**Task instructions**
Your answer should be the lines from the start of the records through the line with "Annotate brown river in this screenshot.", copied word for word.

Spatial localization data:
========================

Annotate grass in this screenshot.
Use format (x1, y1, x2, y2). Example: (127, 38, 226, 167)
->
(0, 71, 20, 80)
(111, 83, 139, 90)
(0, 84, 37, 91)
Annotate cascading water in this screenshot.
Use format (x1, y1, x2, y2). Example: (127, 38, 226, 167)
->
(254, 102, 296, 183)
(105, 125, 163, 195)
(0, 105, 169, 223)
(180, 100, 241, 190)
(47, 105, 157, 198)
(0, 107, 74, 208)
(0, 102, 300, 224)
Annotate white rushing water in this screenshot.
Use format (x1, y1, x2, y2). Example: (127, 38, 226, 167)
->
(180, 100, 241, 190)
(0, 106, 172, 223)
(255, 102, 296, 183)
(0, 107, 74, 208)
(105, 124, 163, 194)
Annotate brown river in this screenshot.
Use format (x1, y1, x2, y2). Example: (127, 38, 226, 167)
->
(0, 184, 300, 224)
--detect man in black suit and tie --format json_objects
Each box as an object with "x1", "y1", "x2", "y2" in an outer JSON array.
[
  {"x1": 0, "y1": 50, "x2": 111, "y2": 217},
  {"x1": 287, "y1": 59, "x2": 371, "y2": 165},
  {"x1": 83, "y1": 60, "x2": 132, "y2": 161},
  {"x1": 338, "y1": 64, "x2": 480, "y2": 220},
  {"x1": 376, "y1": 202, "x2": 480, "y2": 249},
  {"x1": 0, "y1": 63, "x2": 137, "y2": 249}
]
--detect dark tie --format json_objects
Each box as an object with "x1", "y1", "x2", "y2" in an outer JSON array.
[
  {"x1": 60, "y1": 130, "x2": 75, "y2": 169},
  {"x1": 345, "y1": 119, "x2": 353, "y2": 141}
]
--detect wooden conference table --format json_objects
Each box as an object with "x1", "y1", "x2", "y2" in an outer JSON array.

========================

**Answer to this problem**
Annotate grass in this screenshot.
Use format (x1, y1, x2, y2). Example: (127, 38, 226, 167)
->
(0, 71, 20, 80)
(111, 83, 139, 90)
(0, 84, 37, 91)
Annotate cascading water in this screenshot.
Use format (x1, y1, x2, y2). Example: (127, 38, 226, 167)
->
(254, 102, 296, 183)
(105, 125, 163, 195)
(0, 105, 169, 223)
(180, 100, 241, 190)
(47, 105, 157, 198)
(0, 107, 74, 208)
(0, 102, 300, 224)
Annotate white rushing water in this screenshot.
Use format (x1, y1, x2, y2). Example: (127, 38, 226, 167)
->
(180, 100, 241, 190)
(0, 106, 172, 223)
(255, 102, 296, 183)
(0, 107, 74, 208)
(105, 124, 163, 194)
Annotate brown river in this screenshot.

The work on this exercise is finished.